[Begin]

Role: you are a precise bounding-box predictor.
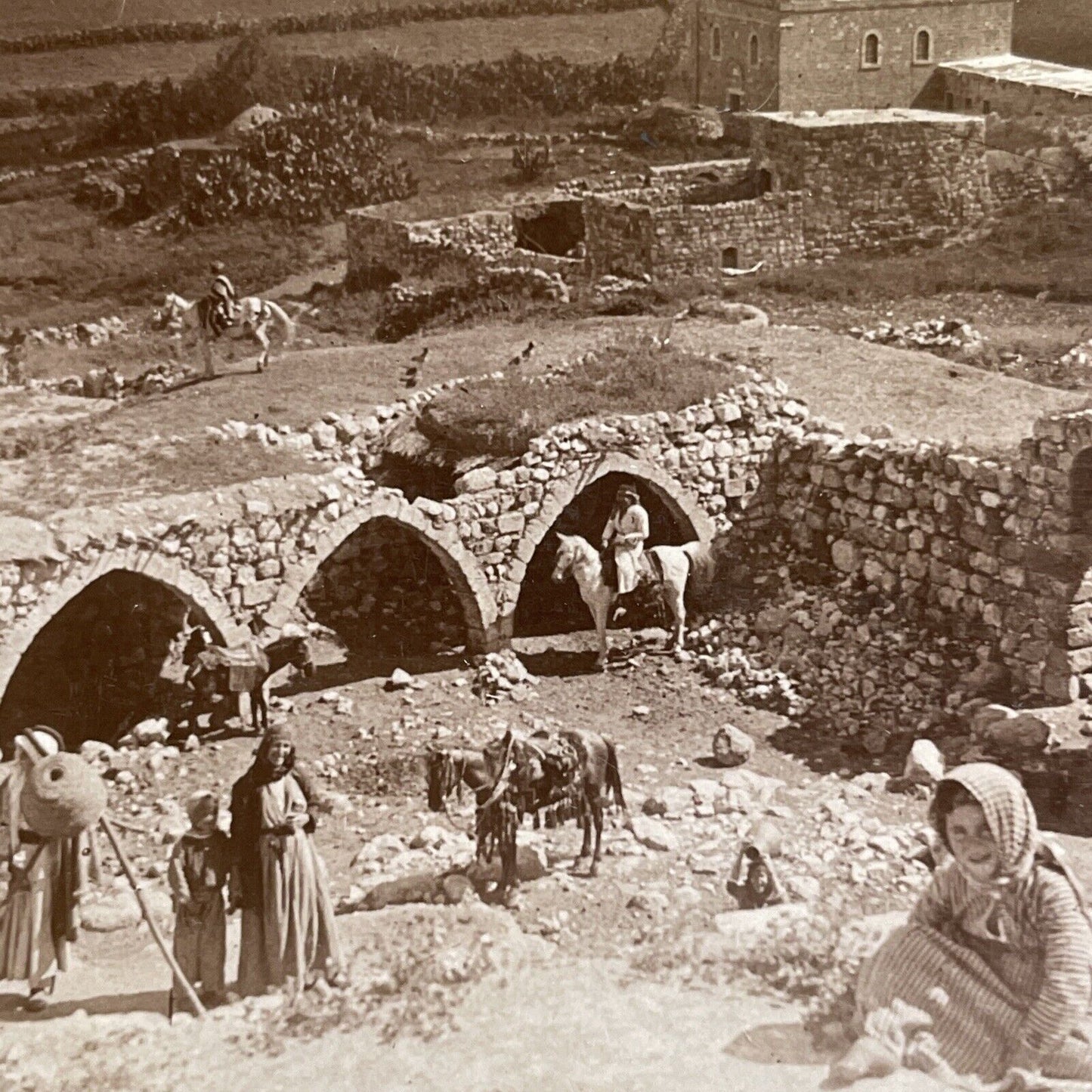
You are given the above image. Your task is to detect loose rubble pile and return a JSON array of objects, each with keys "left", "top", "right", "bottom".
[
  {"left": 51, "top": 360, "right": 198, "bottom": 400},
  {"left": 302, "top": 524, "right": 466, "bottom": 655},
  {"left": 472, "top": 648, "right": 538, "bottom": 701},
  {"left": 688, "top": 566, "right": 973, "bottom": 753},
  {"left": 849, "top": 317, "right": 985, "bottom": 356},
  {"left": 0, "top": 314, "right": 129, "bottom": 355}
]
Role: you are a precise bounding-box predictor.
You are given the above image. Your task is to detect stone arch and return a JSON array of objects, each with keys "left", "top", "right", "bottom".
[
  {"left": 273, "top": 496, "right": 497, "bottom": 652},
  {"left": 0, "top": 549, "right": 247, "bottom": 695},
  {"left": 0, "top": 547, "right": 247, "bottom": 735},
  {"left": 501, "top": 452, "right": 715, "bottom": 639}
]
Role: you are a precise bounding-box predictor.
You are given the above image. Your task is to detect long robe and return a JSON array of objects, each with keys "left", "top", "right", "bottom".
[
  {"left": 167, "top": 830, "right": 230, "bottom": 995},
  {"left": 857, "top": 863, "right": 1092, "bottom": 1081},
  {"left": 231, "top": 771, "right": 342, "bottom": 995},
  {"left": 0, "top": 763, "right": 94, "bottom": 989},
  {"left": 603, "top": 505, "right": 648, "bottom": 595}
]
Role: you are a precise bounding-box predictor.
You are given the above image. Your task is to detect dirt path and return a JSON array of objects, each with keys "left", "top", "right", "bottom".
[{"left": 0, "top": 912, "right": 937, "bottom": 1092}]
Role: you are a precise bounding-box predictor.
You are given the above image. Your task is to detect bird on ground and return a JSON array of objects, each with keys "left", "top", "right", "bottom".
[
  {"left": 401, "top": 345, "right": 428, "bottom": 390},
  {"left": 508, "top": 342, "right": 535, "bottom": 368}
]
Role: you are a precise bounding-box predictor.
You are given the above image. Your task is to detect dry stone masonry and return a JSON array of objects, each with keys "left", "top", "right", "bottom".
[
  {"left": 11, "top": 332, "right": 1092, "bottom": 738},
  {"left": 348, "top": 110, "right": 995, "bottom": 284}
]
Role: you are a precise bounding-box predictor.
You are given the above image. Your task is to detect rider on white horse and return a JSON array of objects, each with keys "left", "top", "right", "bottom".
[
  {"left": 209, "top": 262, "right": 238, "bottom": 338},
  {"left": 603, "top": 485, "right": 648, "bottom": 595}
]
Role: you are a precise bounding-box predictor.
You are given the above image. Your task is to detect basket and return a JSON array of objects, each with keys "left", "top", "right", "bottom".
[{"left": 22, "top": 753, "right": 106, "bottom": 837}]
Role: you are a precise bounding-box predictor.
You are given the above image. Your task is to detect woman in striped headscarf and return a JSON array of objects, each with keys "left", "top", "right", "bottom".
[{"left": 857, "top": 763, "right": 1092, "bottom": 1081}]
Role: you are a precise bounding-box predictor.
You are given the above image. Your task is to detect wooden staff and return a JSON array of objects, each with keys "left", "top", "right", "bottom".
[{"left": 98, "top": 815, "right": 206, "bottom": 1016}]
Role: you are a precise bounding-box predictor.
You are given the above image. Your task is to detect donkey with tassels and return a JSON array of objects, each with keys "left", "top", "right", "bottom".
[{"left": 428, "top": 729, "right": 626, "bottom": 902}]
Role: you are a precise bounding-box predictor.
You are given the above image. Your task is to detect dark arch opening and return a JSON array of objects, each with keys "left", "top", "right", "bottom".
[
  {"left": 1069, "top": 447, "right": 1092, "bottom": 534},
  {"left": 513, "top": 473, "right": 694, "bottom": 636},
  {"left": 0, "top": 569, "right": 216, "bottom": 748},
  {"left": 299, "top": 516, "right": 466, "bottom": 660}
]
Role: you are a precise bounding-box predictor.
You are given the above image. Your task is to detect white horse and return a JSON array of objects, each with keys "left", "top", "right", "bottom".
[
  {"left": 552, "top": 535, "right": 711, "bottom": 667},
  {"left": 154, "top": 292, "right": 296, "bottom": 377}
]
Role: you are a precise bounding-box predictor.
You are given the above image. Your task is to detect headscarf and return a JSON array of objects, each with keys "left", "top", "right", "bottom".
[
  {"left": 15, "top": 724, "right": 64, "bottom": 766},
  {"left": 930, "top": 763, "right": 1042, "bottom": 886},
  {"left": 253, "top": 725, "right": 296, "bottom": 784},
  {"left": 186, "top": 790, "right": 219, "bottom": 827},
  {"left": 930, "top": 763, "right": 1092, "bottom": 939}
]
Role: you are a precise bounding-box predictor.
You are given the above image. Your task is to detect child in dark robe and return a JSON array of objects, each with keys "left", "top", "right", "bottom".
[{"left": 167, "top": 792, "right": 230, "bottom": 1004}]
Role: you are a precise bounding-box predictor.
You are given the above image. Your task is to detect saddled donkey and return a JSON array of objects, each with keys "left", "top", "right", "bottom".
[
  {"left": 153, "top": 292, "right": 296, "bottom": 377},
  {"left": 427, "top": 729, "right": 626, "bottom": 899},
  {"left": 182, "top": 626, "right": 314, "bottom": 732},
  {"left": 552, "top": 535, "right": 712, "bottom": 667}
]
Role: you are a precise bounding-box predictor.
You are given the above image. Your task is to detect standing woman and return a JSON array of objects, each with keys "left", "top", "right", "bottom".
[
  {"left": 231, "top": 727, "right": 344, "bottom": 995},
  {"left": 0, "top": 726, "right": 97, "bottom": 1013}
]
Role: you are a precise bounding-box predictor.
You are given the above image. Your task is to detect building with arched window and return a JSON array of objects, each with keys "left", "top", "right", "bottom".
[{"left": 670, "top": 0, "right": 1016, "bottom": 111}]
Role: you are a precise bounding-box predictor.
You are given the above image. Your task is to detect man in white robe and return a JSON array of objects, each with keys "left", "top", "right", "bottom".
[{"left": 603, "top": 485, "right": 648, "bottom": 595}]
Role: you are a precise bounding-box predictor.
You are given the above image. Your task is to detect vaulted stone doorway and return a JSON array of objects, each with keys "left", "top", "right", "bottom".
[
  {"left": 512, "top": 473, "right": 698, "bottom": 636},
  {"left": 299, "top": 516, "right": 469, "bottom": 660},
  {"left": 0, "top": 569, "right": 219, "bottom": 749}
]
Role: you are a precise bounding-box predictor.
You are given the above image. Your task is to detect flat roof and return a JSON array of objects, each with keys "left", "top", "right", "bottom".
[
  {"left": 938, "top": 54, "right": 1092, "bottom": 95},
  {"left": 753, "top": 107, "right": 982, "bottom": 129}
]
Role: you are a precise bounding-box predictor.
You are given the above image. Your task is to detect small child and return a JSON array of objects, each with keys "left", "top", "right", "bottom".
[
  {"left": 855, "top": 763, "right": 1092, "bottom": 1081},
  {"left": 167, "top": 792, "right": 230, "bottom": 1004}
]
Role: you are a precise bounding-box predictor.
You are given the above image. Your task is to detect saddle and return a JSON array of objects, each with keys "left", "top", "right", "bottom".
[
  {"left": 198, "top": 645, "right": 264, "bottom": 694},
  {"left": 599, "top": 546, "right": 664, "bottom": 591}
]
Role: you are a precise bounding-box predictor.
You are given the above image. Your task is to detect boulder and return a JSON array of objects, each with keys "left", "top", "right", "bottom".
[
  {"left": 629, "top": 815, "right": 678, "bottom": 853},
  {"left": 130, "top": 716, "right": 170, "bottom": 747},
  {"left": 902, "top": 739, "right": 945, "bottom": 785},
  {"left": 713, "top": 724, "right": 754, "bottom": 766}
]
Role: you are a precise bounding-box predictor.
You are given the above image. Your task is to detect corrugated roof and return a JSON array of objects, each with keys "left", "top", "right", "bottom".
[
  {"left": 939, "top": 54, "right": 1092, "bottom": 95},
  {"left": 754, "top": 107, "right": 981, "bottom": 129}
]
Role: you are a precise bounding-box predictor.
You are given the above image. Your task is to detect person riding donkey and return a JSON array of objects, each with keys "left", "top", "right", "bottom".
[{"left": 603, "top": 485, "right": 648, "bottom": 616}]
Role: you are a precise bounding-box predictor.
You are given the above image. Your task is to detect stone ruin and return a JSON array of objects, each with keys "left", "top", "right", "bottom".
[{"left": 348, "top": 110, "right": 994, "bottom": 286}]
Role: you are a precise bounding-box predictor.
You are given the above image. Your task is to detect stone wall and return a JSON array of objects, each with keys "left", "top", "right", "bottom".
[
  {"left": 937, "top": 66, "right": 1092, "bottom": 118},
  {"left": 776, "top": 0, "right": 1013, "bottom": 110},
  {"left": 584, "top": 191, "right": 806, "bottom": 280},
  {"left": 11, "top": 347, "right": 1092, "bottom": 725},
  {"left": 735, "top": 110, "right": 991, "bottom": 258},
  {"left": 668, "top": 0, "right": 1013, "bottom": 111}
]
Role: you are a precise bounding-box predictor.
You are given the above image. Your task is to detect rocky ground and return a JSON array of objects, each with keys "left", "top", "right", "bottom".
[{"left": 0, "top": 580, "right": 1092, "bottom": 1089}]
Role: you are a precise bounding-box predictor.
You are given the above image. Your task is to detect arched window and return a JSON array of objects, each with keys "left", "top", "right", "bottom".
[
  {"left": 861, "top": 30, "right": 880, "bottom": 68},
  {"left": 914, "top": 27, "right": 933, "bottom": 64}
]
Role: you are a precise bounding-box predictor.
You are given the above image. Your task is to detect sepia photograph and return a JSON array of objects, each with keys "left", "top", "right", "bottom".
[{"left": 0, "top": 0, "right": 1092, "bottom": 1092}]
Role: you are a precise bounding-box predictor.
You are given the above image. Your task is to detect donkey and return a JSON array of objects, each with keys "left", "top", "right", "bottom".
[
  {"left": 427, "top": 729, "right": 628, "bottom": 896},
  {"left": 552, "top": 535, "right": 711, "bottom": 668},
  {"left": 182, "top": 626, "right": 314, "bottom": 732}
]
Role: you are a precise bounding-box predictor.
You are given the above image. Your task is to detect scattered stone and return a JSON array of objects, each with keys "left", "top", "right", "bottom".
[
  {"left": 386, "top": 667, "right": 414, "bottom": 701},
  {"left": 628, "top": 815, "right": 678, "bottom": 853},
  {"left": 902, "top": 739, "right": 945, "bottom": 785},
  {"left": 130, "top": 716, "right": 170, "bottom": 747},
  {"left": 713, "top": 724, "right": 754, "bottom": 766}
]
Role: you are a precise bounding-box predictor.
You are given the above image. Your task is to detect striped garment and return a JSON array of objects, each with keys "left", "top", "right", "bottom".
[{"left": 857, "top": 763, "right": 1092, "bottom": 1080}]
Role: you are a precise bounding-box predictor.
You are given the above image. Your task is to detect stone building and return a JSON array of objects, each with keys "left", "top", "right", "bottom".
[
  {"left": 937, "top": 54, "right": 1092, "bottom": 117},
  {"left": 668, "top": 0, "right": 1013, "bottom": 111}
]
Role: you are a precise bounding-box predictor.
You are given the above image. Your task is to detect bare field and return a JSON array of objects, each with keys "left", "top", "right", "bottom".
[
  {"left": 0, "top": 9, "right": 663, "bottom": 91},
  {"left": 0, "top": 319, "right": 1087, "bottom": 518},
  {"left": 0, "top": 0, "right": 460, "bottom": 37}
]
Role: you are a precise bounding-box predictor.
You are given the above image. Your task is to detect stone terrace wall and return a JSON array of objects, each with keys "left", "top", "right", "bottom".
[
  {"left": 746, "top": 417, "right": 1092, "bottom": 701},
  {"left": 438, "top": 376, "right": 807, "bottom": 636},
  {"left": 345, "top": 203, "right": 583, "bottom": 283},
  {"left": 726, "top": 110, "right": 991, "bottom": 258},
  {"left": 584, "top": 191, "right": 806, "bottom": 280}
]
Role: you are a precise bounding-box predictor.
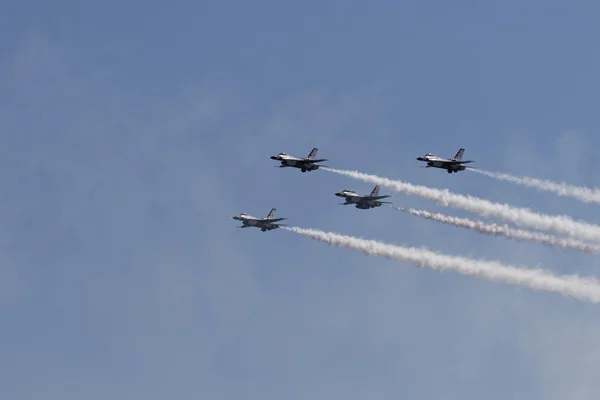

[End]

--- SET TASK ---
Report how many lines of the data above contain the string "window", counting only case-sensitive matches. Give the number alone.

--- FULL SOLUTION ---
2